[Opening Data provided section]
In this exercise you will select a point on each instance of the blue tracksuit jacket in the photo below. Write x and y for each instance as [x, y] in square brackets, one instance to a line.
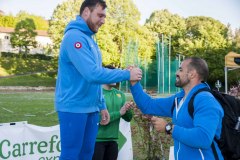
[80, 71]
[192, 137]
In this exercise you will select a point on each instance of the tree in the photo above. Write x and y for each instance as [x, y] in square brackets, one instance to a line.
[40, 22]
[62, 15]
[7, 21]
[164, 22]
[209, 39]
[24, 35]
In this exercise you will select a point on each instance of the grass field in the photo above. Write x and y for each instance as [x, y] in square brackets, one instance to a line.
[35, 107]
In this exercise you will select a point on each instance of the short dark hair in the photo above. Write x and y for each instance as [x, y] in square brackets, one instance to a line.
[91, 4]
[200, 65]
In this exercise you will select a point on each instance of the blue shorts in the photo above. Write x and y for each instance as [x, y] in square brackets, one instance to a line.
[78, 132]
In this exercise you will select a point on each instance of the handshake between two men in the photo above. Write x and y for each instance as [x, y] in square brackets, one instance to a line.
[136, 75]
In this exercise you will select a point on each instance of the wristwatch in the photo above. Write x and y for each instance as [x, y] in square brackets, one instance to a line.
[168, 128]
[Closing Data provided section]
Task to carry out:
Write the records out exactly, dropping every image.

Exercise output:
In this exercise you will select a point on each instance of the blue tracksuit jacket in the photo below. Write x and y for each instance as [x, y] in square brackets, one instance to a line.
[80, 71]
[192, 137]
In this exercise you will select a point on each instance of the tree in the photo above. Write x and y for each instance as [x, y] in square brackets, one instance to a line.
[40, 22]
[62, 15]
[7, 21]
[164, 22]
[209, 39]
[24, 35]
In this exercise you will select a point on each instance of the grass field in the photo above. Write x and y for each instance as [x, y] in square brackets, one instance to a line.
[35, 107]
In this exercise you will select a point on each instance of the short dark hair in the photo above. Write x and y for each instance as [x, y] in square brackets, one instance to a line.
[91, 4]
[200, 65]
In this exercise you will select a point on each instance of the blue shorts in the photo above. Write x and y for each instance as [x, y] in square brackets, one instance to a line.
[78, 132]
In this exercise you will select a point on each instance of the handshake between two men in the photo above. Write x and y for each instance as [x, y] in square brackets, one instance to a line.
[136, 75]
In this exercise you will select a point on each instance of the wristwatch in the photo above. Write x and y for each instance as [x, y] in square brackets, one instance to a line.
[168, 128]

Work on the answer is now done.